# Task goal
List, from the lines below, each one with "scan" in it.
*** Records for processing
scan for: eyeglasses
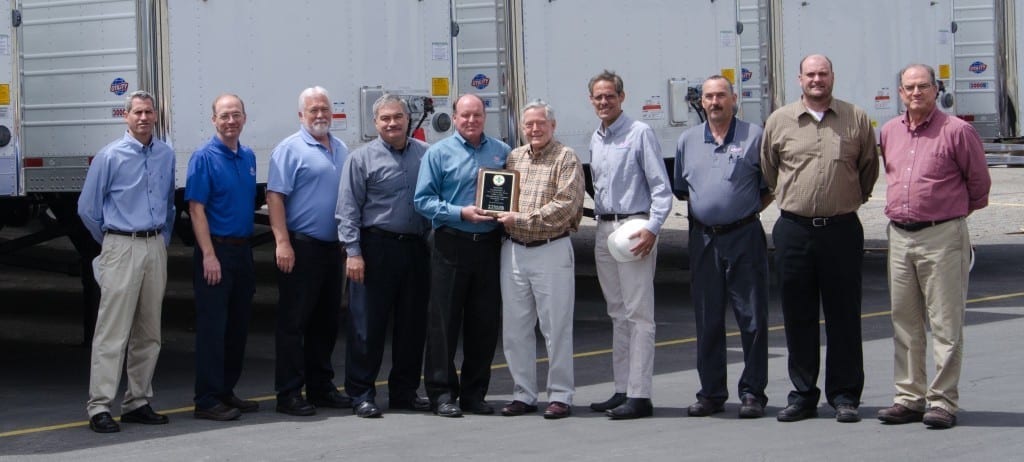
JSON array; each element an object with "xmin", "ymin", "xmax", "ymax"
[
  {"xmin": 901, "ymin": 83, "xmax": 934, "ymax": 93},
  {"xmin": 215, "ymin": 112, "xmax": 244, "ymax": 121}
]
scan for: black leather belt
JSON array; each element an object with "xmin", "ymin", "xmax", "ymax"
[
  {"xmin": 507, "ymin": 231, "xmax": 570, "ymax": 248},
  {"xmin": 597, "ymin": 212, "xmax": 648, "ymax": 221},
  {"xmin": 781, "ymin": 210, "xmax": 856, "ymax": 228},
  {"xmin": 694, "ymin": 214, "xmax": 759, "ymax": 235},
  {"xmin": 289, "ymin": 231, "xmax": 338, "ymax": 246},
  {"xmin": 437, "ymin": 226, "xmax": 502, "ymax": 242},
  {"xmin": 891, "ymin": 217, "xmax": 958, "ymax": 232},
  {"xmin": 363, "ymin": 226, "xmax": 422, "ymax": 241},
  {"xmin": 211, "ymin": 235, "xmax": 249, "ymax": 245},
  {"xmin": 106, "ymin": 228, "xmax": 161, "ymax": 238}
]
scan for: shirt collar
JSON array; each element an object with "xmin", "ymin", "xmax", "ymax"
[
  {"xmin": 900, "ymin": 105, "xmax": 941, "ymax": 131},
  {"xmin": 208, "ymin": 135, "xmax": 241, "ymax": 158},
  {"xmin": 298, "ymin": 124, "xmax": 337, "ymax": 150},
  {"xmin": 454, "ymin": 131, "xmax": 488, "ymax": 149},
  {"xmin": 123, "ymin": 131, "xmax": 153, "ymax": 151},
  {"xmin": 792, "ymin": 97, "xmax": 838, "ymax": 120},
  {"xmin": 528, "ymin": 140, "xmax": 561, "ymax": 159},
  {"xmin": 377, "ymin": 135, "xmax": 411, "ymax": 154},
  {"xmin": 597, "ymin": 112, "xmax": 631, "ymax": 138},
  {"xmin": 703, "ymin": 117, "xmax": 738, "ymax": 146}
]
******
# Result for this exercise
scan for: eyeglasses
scan for: black leather belt
scan for: shirt collar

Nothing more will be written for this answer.